═════ PROVIDED TEXT ═════

This is created with fake data that may not exactly match the class recording

How well can humans distinguish one “Martian” letter from another? In today’s activity, we’ll find out. When shown the two Martian letters, kiki and bumba, answer the poll….

Next, write down the number of people that thought option 1 was Bumba. Write down how many people thought option 2 was Bumba.

Option 1: 85

Option 2: 15

The question is: “Which letter is Bumba”

Option 1

Once it’s revealed which optinon is correct, please write our sample statistic below.

\(\hat{p} = \frac{85}{100}\)

Let’s write out the null and alternative hypothesis below. Underneath this, write out what our population parameter is…

Ho: \(\pi = .5\)

Ha: \(\pi > .5\)

Check assumptions

– Independence

– Normality

I’m going to assume that all observations are independent from each other. That is, one observation does not influence the other.

We check normality with success and failures! We need to see at least 10 successes and 10 failures under the assumption of the null hypothesis.

.5 * 100 = 50 > 10

Sampling Distribution

Take a look at the following code. Adjust the sample size according to our class size and run the code.

The following code below is here to help us visualize the sampling distribution of our statistic under the assumption of the null hypothesis.

The goal of this is not to learn the code. The goal of this is to develop a clear foundational understanding about hypothesis testing + p-values.

Please change the sample size and statistic R objects below, and run the code to visualize the p-value.

p_hat <- .85   # Sample statistic
n <- 100      # Sample size
p <- 0.5      # Null value (population proportion)

═════ PROVIDED MATERIAL ═════

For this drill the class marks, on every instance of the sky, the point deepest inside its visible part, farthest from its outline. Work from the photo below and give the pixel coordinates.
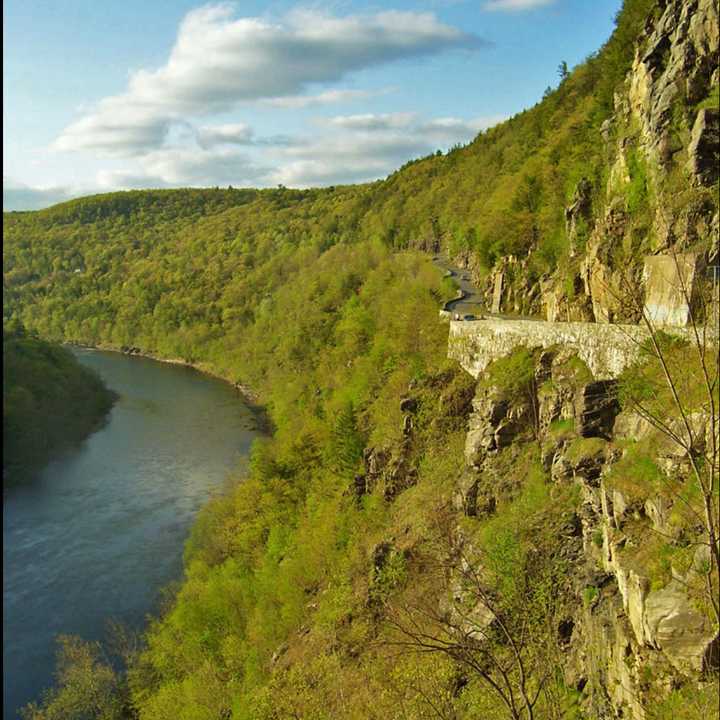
(102, 96)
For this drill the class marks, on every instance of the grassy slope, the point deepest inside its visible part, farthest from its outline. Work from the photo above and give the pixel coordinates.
(306, 297)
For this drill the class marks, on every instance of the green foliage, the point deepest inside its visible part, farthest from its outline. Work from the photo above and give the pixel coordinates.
(511, 374)
(316, 300)
(582, 448)
(49, 401)
(87, 686)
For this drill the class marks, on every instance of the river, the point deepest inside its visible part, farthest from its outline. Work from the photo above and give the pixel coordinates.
(101, 530)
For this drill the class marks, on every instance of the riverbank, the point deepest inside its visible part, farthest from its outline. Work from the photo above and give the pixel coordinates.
(251, 398)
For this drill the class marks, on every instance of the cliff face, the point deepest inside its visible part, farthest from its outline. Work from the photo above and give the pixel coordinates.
(660, 191)
(635, 626)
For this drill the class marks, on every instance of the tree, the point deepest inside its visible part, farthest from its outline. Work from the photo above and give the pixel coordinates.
(87, 686)
(674, 388)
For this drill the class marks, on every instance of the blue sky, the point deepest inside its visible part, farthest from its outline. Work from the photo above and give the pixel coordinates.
(168, 93)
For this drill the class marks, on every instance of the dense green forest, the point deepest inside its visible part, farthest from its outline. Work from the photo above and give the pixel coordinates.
(315, 589)
(50, 401)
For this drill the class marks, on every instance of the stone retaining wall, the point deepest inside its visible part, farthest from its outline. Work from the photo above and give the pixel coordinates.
(606, 349)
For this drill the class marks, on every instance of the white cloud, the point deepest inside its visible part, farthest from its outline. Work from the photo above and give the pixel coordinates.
(514, 5)
(367, 147)
(370, 121)
(233, 134)
(18, 196)
(327, 97)
(219, 61)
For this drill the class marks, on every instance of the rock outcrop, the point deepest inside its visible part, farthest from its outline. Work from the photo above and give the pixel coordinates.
(634, 635)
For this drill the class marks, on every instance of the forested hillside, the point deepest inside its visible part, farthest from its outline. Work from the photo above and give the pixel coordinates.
(346, 576)
(49, 402)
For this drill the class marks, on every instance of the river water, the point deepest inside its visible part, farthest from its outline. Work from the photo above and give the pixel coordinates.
(101, 530)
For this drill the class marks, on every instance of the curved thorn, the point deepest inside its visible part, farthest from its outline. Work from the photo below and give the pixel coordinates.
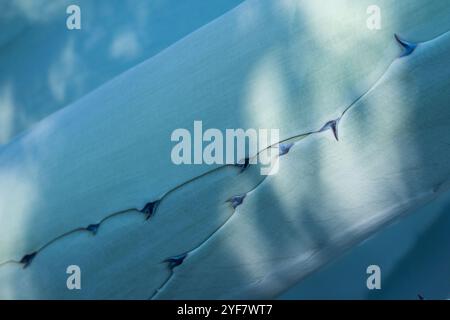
(333, 125)
(244, 165)
(284, 148)
(27, 259)
(408, 47)
(236, 200)
(150, 209)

═════

■ WHAT IS ASKED ■
**A)** According to the hypothesis testing activity, how many successes and failures are needed under the null hypothesis to check normality?
**B)** Reproduce the hypothesis testing activity word for word from "We check normality" to "run the code.".

■ THE SOLUTIONS ■
**A)** At least 10 successes and 10 failures.

**B)**
We check normality with success and failures! We need to see at least 10 successes and 10 failures under the assumption of the null hypothesis.

.5 * 100 = 50 > 10

Sampling Distribution

Take a look at the following code. Adjust the sample size according to our class size and run the code.